> [Prompt] Pull out every line of the entries below that contains the word "balloon". Matching is case-sensitive.

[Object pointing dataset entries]

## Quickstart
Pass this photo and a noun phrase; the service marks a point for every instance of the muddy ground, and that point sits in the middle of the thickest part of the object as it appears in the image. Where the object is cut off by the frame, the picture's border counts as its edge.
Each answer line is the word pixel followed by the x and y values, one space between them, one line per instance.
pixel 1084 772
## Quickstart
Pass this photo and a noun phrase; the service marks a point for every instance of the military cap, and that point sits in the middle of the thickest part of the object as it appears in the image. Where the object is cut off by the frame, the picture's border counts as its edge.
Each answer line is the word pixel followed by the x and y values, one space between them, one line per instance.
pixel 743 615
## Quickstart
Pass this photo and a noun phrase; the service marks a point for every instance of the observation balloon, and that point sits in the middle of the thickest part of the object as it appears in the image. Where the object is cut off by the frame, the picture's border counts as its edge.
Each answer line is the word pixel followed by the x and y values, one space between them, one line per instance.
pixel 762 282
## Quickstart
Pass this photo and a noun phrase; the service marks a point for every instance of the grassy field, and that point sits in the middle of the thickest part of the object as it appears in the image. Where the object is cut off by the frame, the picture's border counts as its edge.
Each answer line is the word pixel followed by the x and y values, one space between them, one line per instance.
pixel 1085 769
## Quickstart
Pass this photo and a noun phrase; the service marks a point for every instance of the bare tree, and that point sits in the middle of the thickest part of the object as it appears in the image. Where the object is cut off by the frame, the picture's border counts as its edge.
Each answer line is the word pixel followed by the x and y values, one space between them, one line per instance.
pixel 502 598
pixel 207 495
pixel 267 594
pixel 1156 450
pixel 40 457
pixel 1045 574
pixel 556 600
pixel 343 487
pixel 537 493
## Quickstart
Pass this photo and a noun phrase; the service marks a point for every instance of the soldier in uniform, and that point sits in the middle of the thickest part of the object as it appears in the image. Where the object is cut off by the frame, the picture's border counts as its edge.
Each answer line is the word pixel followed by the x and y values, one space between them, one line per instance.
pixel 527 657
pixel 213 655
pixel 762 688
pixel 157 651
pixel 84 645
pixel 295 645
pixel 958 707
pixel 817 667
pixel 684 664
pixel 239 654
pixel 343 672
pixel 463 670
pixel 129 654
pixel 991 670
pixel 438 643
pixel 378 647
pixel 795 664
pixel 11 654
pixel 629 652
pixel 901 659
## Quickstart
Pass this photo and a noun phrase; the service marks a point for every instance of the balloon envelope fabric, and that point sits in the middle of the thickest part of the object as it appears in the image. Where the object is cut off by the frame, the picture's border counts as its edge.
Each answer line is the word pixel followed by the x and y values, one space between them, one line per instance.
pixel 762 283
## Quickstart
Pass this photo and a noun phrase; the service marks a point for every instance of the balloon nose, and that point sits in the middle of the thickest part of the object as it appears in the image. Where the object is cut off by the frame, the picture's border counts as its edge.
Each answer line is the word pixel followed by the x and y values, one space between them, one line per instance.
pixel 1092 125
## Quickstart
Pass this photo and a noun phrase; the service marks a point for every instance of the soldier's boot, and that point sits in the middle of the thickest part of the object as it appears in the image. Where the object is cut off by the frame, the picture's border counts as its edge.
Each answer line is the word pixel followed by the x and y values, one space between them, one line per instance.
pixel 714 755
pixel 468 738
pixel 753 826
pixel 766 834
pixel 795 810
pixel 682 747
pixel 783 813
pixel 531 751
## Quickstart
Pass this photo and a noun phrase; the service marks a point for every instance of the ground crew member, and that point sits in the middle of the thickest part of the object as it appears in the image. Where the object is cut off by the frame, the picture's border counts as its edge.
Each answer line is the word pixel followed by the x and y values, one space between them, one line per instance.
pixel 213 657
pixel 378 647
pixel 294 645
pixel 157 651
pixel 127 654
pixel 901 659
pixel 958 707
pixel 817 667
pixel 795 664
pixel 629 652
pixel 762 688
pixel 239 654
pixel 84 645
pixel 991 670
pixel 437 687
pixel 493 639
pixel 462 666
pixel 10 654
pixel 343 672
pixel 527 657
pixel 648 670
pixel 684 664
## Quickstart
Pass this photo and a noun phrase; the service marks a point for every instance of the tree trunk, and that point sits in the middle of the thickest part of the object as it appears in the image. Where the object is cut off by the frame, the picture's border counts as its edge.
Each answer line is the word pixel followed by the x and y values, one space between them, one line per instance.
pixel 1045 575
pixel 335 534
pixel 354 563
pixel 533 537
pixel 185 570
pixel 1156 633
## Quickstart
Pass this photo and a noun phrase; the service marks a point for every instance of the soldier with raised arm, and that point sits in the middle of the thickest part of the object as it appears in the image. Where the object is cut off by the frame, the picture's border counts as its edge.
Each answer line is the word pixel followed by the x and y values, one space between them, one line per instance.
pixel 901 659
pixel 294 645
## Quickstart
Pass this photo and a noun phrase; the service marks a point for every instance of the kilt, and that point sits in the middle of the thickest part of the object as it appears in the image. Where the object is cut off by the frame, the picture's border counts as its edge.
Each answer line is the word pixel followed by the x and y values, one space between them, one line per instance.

> [Answer to the task]
Pass this photo and a noun phrase; the service marks a point for every instance of the observation balloon, and that point sits in the middle of the thickest part of the object as it appears in the image. Where the object is cut off by the frame, the picture's border counts as its edge.
Pass this photo and a noun phrase; the service marks a point for every instance of the balloon envelope fabric, and that point sits in the middle of the thickest part of the object as it appears in the image. Where the object is cut off by the frame, the picture's border counts as its edge.
Pass this photo and a noun phrase; the service marks a point for every instance of the balloon nose, and that point sits in the middle of the thickest part of the object as it appears in the image. Where the object is cut off by the frame, the picture's border counts as its edge.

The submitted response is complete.